Records provided section start

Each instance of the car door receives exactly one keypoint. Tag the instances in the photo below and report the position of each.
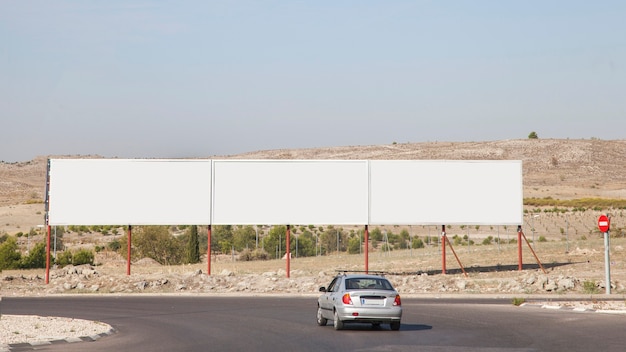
(326, 301)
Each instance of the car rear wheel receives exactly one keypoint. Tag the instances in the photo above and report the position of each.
(337, 323)
(321, 321)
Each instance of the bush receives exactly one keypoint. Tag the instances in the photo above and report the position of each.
(9, 256)
(417, 243)
(590, 287)
(518, 301)
(250, 255)
(36, 259)
(83, 256)
(64, 259)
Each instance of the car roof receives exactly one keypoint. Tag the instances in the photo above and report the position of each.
(362, 276)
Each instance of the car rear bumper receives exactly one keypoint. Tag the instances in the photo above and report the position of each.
(360, 314)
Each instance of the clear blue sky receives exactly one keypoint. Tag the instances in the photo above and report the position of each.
(205, 78)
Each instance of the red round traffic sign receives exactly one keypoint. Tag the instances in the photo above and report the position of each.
(604, 223)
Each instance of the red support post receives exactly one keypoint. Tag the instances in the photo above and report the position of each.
(208, 257)
(519, 248)
(130, 230)
(367, 249)
(288, 253)
(443, 249)
(48, 256)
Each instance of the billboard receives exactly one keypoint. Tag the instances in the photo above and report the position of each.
(277, 192)
(305, 192)
(129, 192)
(441, 192)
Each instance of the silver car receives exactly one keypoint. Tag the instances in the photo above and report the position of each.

Records provided section end

**Action item**
Set each line of the records down again exactly as it reads. Omit the pictures.

**Task output**
Each instance of the car door receives exactly one keypoint. Tag the instances in the photo below and report the position of each.
(326, 301)
Each instance of the car rear wheel receives exactly one keypoint. Tag the instances in the photo above and report the position of each.
(337, 323)
(321, 321)
Each instance of the bush receives exactly one keypoint. Tag the instances in the photo above and report the position of each.
(9, 256)
(417, 243)
(590, 287)
(518, 301)
(250, 255)
(36, 259)
(83, 256)
(64, 259)
Each instance of the car roof receives exactly one keypoint. Tag the instances in the photo above and report the position of each.
(362, 276)
Each instance of the car rear bumper receives exactly one keypoint. Tag the instances in the photo above and report the position of each.
(360, 314)
Each instance of the clear blue sky receives exactly one keypoint. Tag the instances in the photo above and report the position of each.
(205, 78)
Each instance of the red round traffic sign receives exactly one keypoint. Tag the instances in the photo above and report the position of each.
(604, 223)
Each instance of the red support post receives exactly one keypoint. Tag the instances in the photo above and report the position of each.
(208, 257)
(519, 248)
(130, 230)
(367, 249)
(288, 253)
(443, 249)
(48, 256)
Each instance of the billboard receives exactly one keypoint. Tag the instances in the photo above and report the position of each.
(277, 192)
(305, 192)
(129, 192)
(441, 192)
Each instance of the silver car receives exactly one keypoint. Tag the instances in the photo above and report the position of each.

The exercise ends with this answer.